■ **SHORT TASK**: Print the records below exactly as they appear.
▬▬▬
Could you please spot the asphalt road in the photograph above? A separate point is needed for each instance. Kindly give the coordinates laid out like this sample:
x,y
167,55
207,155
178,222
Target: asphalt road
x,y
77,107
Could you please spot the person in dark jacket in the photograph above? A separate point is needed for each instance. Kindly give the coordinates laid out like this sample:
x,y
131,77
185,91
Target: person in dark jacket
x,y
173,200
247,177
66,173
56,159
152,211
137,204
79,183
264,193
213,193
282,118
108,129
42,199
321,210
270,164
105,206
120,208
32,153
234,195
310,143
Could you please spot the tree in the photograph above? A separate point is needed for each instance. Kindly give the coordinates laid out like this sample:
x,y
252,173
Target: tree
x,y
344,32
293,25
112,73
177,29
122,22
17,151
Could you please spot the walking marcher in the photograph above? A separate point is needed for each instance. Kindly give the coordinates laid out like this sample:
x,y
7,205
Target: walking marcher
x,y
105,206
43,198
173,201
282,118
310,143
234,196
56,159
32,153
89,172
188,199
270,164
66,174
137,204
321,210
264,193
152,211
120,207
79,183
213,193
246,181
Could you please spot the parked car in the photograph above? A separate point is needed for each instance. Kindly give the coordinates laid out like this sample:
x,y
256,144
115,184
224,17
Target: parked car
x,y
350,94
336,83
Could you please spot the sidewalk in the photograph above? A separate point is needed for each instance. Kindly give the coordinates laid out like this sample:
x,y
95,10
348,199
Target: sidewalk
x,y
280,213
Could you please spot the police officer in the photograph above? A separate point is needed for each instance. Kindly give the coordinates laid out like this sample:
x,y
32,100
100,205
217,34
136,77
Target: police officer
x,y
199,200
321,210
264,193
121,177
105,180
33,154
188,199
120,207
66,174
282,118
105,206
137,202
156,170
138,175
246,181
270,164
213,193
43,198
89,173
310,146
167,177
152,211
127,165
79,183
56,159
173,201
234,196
▬▬▬
■ **TASK RESULT**:
Could you please spot the asphalt road in the photograph above? A separate point is needed for each instance. Kindly give the coordinates laid out like this sample:
x,y
167,55
207,155
178,222
Target: asphalt road
x,y
77,107
Could you please spot the person in dark jacket in the photograph above? A separate point is needed for each instance. Kindly give the coordinates laid out like this sample:
x,y
131,77
185,91
Target: person in dark jacket
x,y
173,200
247,177
66,173
56,159
152,211
137,204
79,183
264,193
213,193
282,118
108,129
42,199
321,210
270,164
105,206
120,208
32,153
234,195
310,143
Could you please spot the tree in the photograph above? A separate point is needed for each instance. Kindly give the coordinates laid out like this sample:
x,y
252,173
Target: tree
x,y
344,32
293,25
112,73
177,29
122,22
17,151
Could you please spot the walking marcher in the photograph above? A separate point is needed for each instance. Kindly give the coordinates laid out like this sample:
x,y
7,205
Target: walking marcher
x,y
105,206
43,198
173,201
282,118
310,143
234,196
56,159
32,153
89,172
188,199
270,164
66,174
137,204
321,210
264,193
152,211
120,207
79,183
213,193
246,181
Could you please spot the parked car in the photograph above? A separate point is needed for each instance. Kindly give the coordinates laid out like this sample:
x,y
256,144
115,184
224,17
Target: parked car
x,y
350,94
336,83
Could you please spot the sidewalk in the photograph above? A separate point is needed for each instance. Kindly give the coordinates laid out like this sample:
x,y
95,10
348,199
Target: sidewalk
x,y
280,213
Could you please spot the police officer in the photograph above? A separate point is needed for each instance. Kindly give the coordinates laid out like this sample:
x,y
32,100
100,205
217,34
136,77
Target: police officer
x,y
199,200
321,210
264,193
121,177
105,180
33,154
188,199
120,207
66,174
282,118
105,206
137,202
156,170
138,175
246,181
270,164
213,193
43,198
89,173
310,146
167,177
152,211
127,165
79,183
56,159
173,201
234,196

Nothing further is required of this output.